> [課題のねらい] ラット実験の研究概要のうち、「馮 忠剛 山形大学, 工学部, 助手」から始まり「験へと進んでいく予定である。」に至るまでの部分を、一字一句違えずに書き写せ。

> [本文]
研究課題/領域番号 |
12480255
|
研究機関 | 山形大学 |
研究代表者 |
中村 孝夫 山形大学, 工学部, 教授 (00142654)
|
研究分担者 |
楠 正隆 愛知医科大学, 医学部, 講師 (80214956)
馮 忠剛 山形大学, 工学部, 助手 (10332545)
|
キーワード | インスリン感受性 / インスリンクランプ / 糖代謝 / 筋収縮 / 強縮性 / 律動性 / ラット |
研究概要 |
今年度の研究成果は以下のように要約される。研究実施計画に従って、麻酔下に健常ラットの安静時(対照)インスリン感受性と座骨神経経由で後肢筋に筋収縮を誘発した状態でのそれを、インスリンクランプ法にて測定し、比較した。26頭の11週齢オスラットを用い実験を行い、強縮性(パルス幅250μs、繰り返し周波数40Hz)と律動性(パルス幅250μs、繰り返し周波数1Hz)の2種類の筋収縮を後肢筋に誘発した。印可した電気刺激信号強度は、血行動態の変化と運動神経以外の神経活動亢進をできるだけ抑制するために、筋収縮を目視できる最小値に設定した(約0.3V)。インスリン感受性データを得るための筋収縮誘発時間は約1時間を要した。これらの結果、12例でデータが得られ、(1)強縮性筋収縮を誘発してもインスリン感受性に有意な変化は見られなかったが、(2)律動性収縮を誘発すると感受性が有意に向上し(p<0.05)、血糖取り込みの亢進に律動性筋収縮が有効であることが示唆された。この結果は(3)糖尿病患者に対して臨床的に行われている運動療法の有効性を支持しているものと考えられる。なおこれらの急性実験は、今後開始する予定の慢性実験における手術手技確立のための予備的検討にも利用した。 次に、この結果に対する神経系の関与を検討するため、座骨神経を切断した状態で同様の実験を開始したが、これはまだ結果をまとめる段階に至っていない。また、筋収縮のインスリン感受性向上効果が健常ラットで確認されたので、糖尿病状態でのより顕著な効果を期待して、糖尿病モデルラットで同様の検討を行ってその効果を比較するために、昨年度確立した高脂肪食投与による方法にてII型糖尿病モデルラットを再度作成中である。来年度は、これらの実験から開始し、慢性実験へと進んでいく予定である。

> [データセットの項目]
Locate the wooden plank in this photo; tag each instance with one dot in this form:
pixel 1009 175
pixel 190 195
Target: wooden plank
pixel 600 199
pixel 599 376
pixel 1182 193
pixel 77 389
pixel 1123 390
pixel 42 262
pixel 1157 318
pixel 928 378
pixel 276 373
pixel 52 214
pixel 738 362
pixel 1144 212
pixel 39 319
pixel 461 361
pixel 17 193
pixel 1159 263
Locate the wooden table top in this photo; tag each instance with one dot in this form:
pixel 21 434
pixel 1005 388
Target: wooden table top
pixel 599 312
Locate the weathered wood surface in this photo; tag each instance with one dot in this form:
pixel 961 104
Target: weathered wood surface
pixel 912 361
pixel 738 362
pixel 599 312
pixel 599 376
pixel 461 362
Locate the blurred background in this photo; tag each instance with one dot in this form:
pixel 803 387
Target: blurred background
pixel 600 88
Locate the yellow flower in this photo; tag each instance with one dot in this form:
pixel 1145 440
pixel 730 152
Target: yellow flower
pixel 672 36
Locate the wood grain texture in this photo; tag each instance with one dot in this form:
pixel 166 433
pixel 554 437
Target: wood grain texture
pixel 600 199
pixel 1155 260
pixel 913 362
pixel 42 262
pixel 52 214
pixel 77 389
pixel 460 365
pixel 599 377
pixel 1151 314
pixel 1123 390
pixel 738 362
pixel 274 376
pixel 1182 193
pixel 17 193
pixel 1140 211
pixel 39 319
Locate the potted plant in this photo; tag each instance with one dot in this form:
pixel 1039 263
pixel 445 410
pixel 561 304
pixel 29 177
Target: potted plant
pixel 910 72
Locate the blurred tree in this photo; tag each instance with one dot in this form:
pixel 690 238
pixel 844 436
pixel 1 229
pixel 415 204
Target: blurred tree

> [解答]
馮 忠剛 山形大学, 工学部, 助手 (10332545)
|
キーワード | インスリン感受性 / インスリンクランプ / 糖代謝 / 筋収縮 / 強縮性 / 律動性 / ラット |
研究概要 |
今年度の研究成果は以下のように要約される。研究実施計画に従って、麻酔下に健常ラットの安静時(対照)インスリン感受性と座骨神経経由で後肢筋に筋収縮を誘発した状態でのそれを、インスリンクランプ法にて測定し、比較した。26頭の11週齢オスラットを用い実験を行い、強縮性(パルス幅250μs、繰り返し周波数40Hz)と律動性(パルス幅250μs、繰り返し周波数1Hz)の2種類の筋収縮を後肢筋に誘発した。印可した電気刺激信号強度は、血行動態の変化と運動神経以外の神経活動亢進をできるだけ抑制するために、筋収縮を目視できる最小値に設定した(約0.3V)。インスリン感受性データを得るための筋収縮誘発時間は約1時間を要した。これらの結果、12例でデータが得られ、(1)強縮性筋収縮を誘発してもインスリン感受性に有意な変化は見られなかったが、(2)律動性収縮を誘発すると感受性が有意に向上し(p<0.05)、血糖取り込みの亢進に律動性筋収縮が有効であることが示唆された。この結果は(3)糖尿病患者に対して臨床的に行われている運動療法の有効性を支持しているものと考えられる。なおこれらの急性実験は、今後開始する予定の慢性実験における手術手技確立のための予備的検討にも利用した。 次に、この結果に対する神経系の関与を検討するため、座骨神経を切断した状態で同様の実験を開始したが、これはまだ結果をまとめる段階に至っていない。また、筋収縮のインスリン感受性向上効果が健常ラットで確認されたので、糖尿病状態でのより顕著な効果を期待して、糖尿病モデルラットで同様の検討を行ってその効果を比較するために、昨年度確立した高脂肪食投与による方法にてII型糖尿病モデルラットを再度作成中である。来年度は、これらの実験から開始し、慢性実験へと進んでいく予定である。